Уроки русского... от маркиза Астольфа де Кюстина (Часть 2)

Sep 29, 2018 20:07


Окончание

Вот суждения де Кюстина о нашем простонародье.

«Народ здесь красив; чистокровные славяне, прибывшие вместе с хозяевами из глубины России или ненадолго отпущенные в столицу на заработки, выделяются светлыми волосами и свежим цветом лица, но, прежде всего - безупречным профилем, достойным греческих статуй; восточные миндалевидные глаза, как правило, по-северному сини, а взгляд их разом кроток, мил и плутоват. Радужная оболочка этих беспокойных глаз переливается разными цветами от змеино-зеленого до серого, как у кошки, и черного, как у газели, в основе своей оставаясь синей; золотистые пушистые усы топорщатся надо ртом безупречно правильной формы, в котором сияют ослепительно белые зубы, почти всегда совершенно ровные, но иной раз остротой своей напоминающие клыки тигра или зубья пилы.»

Кстати, маркиз комплименты отвешивать не склонен, взгляд его предельно критичен в своей почти расистской европоцентричности.  Вот что он пишет о финнах, ныне признанном европейском народе.

«Финны, обитающие по соседству с русской столицей... по сей день остаются... полными дикарями... Нация эта безлика; физиономии у чухонцев плоские, черты бесформенные. Эти уродливые и грязные люди отличаются, как мне объяснили, немалой физической силой; выглядят они, однако, хилыми, низкорослыми и нищими.»

И нет высокомерному французу дела до того, что именно в это время Элиасом Лённротом был опубликован замечательный эпос финского народа «Калевала». Для тогдашней Европы финны, русские - это всё за пределами «цивилизации» - «варвары».

Но вернемся к оценке русских.

«…Поэту… здесь (в России - otshelnik_1) может и должно нравиться. Воистину несчастны лишь те поэты, кто обречен чахнуть при режиме гласности. Когда все могут говорить все что угодно, поэту остается только умолкнуть. Поэзия есть таинство, позволяющее выразить нечто большее, чем слова; ей нет места у народов, утративших стыдливость мысли. …Где царит гласность, истину… убивает реальность, которая всегда слишком груба с точки зрения фантазии…

В переводе на современный русский это звучит так: поэт в России - больше, чем поэт.
Вы, безусловно, правы, маркиз. Буржуазная «гласность» с ее хамской вседозволенностью, убивающей «стыдливость мысли», несовместима с истинным творчеством. И сегодня мы в России понимаем это особенно отчетливо…

« В душу русских, народа насмешливого и меланхолического, природа, должно быть, вложила глубокое чувство поэтического - ведь им удалось придать неповторимый и живописный облик городам, построенным людьми, что были начисто лишены воображения, к тому же в самой унылой, однообразной и голой стране на свете… Но когда б я мог показать вам Петербург с его улицами и обитателями таким, каким он предстает передо мной, я бы в каждой строчке описывал жанровую сценку, - столь мощно восстает славянский национальный гений против бесплодной одержимости своего правительства.»

Вспомнилась еще одна француженка, мадам де Сталь, и сцена из пушкинской повести «Рославлев». К французской знаменитости решил подольститься русский вельможа, заявив: все пророчат нам войну с Европой, с Наполеоном, помилуйте, куда нам воевать с Европой, это с нашими-то бородами!

* [Что нужно сделать]:
Обнови отрывок из текста о маркизе де Кюстине, начиная со слов «И нет высокомерному» и далее до слов «больше, чем поэт.», заменив «высокомерному французу» на «надменному французу».

* [Раздел данных]:
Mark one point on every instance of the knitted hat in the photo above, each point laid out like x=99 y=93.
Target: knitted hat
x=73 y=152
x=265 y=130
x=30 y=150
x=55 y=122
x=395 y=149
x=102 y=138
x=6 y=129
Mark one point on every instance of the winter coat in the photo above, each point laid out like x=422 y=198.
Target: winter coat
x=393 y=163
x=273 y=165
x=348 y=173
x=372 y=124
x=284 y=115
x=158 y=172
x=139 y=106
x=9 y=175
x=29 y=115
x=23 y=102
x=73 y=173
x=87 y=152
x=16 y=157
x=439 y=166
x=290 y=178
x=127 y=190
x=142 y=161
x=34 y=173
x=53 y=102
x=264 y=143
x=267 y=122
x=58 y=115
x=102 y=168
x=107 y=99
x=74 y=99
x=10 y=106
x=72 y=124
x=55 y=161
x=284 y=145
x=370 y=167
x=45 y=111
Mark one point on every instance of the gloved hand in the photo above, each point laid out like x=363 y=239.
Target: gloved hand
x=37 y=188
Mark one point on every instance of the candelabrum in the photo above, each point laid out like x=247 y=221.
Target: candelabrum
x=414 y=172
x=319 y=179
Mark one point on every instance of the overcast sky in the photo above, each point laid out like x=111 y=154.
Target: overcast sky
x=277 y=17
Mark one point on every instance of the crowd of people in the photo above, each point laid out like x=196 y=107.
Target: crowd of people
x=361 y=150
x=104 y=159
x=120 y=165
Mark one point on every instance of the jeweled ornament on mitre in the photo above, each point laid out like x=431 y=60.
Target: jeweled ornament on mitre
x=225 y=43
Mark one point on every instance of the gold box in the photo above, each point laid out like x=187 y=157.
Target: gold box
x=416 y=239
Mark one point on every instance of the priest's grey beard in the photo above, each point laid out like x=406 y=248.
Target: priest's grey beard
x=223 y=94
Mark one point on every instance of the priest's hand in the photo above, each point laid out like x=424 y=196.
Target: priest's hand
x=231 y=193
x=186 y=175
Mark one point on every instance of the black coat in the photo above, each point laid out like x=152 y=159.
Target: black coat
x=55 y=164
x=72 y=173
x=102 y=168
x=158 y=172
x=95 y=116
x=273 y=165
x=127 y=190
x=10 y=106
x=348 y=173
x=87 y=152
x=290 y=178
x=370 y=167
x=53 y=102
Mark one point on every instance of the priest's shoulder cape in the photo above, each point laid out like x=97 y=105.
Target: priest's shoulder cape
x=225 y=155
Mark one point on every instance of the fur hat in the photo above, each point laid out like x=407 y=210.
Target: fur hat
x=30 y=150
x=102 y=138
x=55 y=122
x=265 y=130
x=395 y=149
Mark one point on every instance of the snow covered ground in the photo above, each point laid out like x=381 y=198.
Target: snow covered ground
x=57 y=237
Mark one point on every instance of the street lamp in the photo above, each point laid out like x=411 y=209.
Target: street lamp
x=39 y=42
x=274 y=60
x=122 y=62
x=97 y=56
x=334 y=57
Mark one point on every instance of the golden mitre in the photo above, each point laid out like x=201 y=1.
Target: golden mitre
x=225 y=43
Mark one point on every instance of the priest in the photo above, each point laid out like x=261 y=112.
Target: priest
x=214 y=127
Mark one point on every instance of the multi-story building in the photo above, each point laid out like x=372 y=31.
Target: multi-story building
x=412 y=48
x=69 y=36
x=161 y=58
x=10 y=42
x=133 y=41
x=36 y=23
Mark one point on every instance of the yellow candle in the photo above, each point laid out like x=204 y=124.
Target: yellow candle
...
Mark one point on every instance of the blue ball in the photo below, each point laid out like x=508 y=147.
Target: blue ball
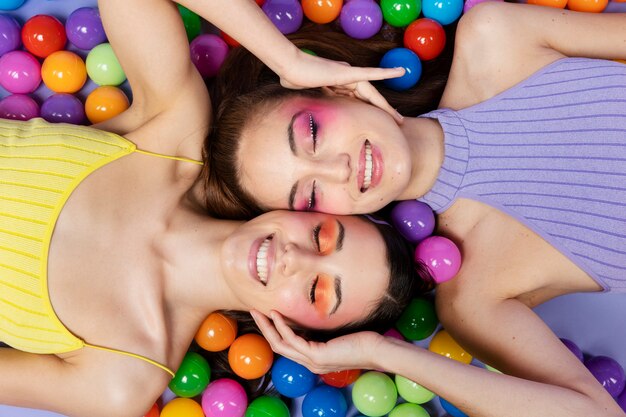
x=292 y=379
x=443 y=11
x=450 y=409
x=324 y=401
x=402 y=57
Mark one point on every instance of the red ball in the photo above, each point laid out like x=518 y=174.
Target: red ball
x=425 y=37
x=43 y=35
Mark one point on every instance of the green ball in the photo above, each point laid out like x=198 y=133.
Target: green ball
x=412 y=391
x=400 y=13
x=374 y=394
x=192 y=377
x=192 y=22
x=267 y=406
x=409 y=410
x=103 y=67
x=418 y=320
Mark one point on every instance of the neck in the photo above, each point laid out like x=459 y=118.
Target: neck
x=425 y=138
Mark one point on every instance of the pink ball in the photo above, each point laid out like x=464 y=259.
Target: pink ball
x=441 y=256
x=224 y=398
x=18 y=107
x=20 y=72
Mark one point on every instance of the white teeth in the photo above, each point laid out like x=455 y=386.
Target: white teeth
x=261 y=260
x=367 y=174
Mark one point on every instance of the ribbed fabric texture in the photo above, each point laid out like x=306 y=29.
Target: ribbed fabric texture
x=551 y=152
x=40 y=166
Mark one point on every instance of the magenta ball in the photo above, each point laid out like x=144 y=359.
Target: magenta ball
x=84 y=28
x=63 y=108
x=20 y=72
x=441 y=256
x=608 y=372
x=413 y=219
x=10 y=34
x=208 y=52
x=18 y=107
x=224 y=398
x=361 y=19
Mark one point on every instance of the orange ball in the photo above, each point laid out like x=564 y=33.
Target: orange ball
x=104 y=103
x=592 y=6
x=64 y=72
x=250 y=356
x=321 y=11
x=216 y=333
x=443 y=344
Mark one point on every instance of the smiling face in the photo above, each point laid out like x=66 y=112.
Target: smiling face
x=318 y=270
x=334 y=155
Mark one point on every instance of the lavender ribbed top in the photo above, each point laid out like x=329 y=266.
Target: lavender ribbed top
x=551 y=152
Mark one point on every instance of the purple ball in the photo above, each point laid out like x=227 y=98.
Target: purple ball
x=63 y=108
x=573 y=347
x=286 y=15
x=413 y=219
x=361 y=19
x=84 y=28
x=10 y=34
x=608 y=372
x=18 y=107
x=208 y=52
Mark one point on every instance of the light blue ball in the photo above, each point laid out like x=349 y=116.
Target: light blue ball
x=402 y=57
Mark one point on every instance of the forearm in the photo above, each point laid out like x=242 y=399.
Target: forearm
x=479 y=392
...
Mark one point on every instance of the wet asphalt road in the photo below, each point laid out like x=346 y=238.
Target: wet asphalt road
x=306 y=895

* [Ответ на задание]:
И нет надменному французу дела до того, что именно в это время Элиасом Лённротом был опубликован замечательный эпос финского народа «Калевала». Для тогдашней Европы финны, русские - это всё за пределами «цивилизации» - «варвары».

Но вернемся к оценке русских.

«…Поэту… здесь (в России - otshelnik_1) может и должно нравиться. Воистину несчастны лишь те поэты, кто обречен чахнуть при режиме гласности. Когда все могут говорить все что угодно, поэту остается только умолкнуть. Поэзия есть таинство, позволяющее выразить нечто большее, чем слова; ей нет места у народов, утративших стыдливость мысли. …Где царит гласность, истину… убивает реальность, которая всегда слишком груба с точки зрения фантазии…

В переводе на современный русский это звучит так: поэт в России - больше, чем поэт.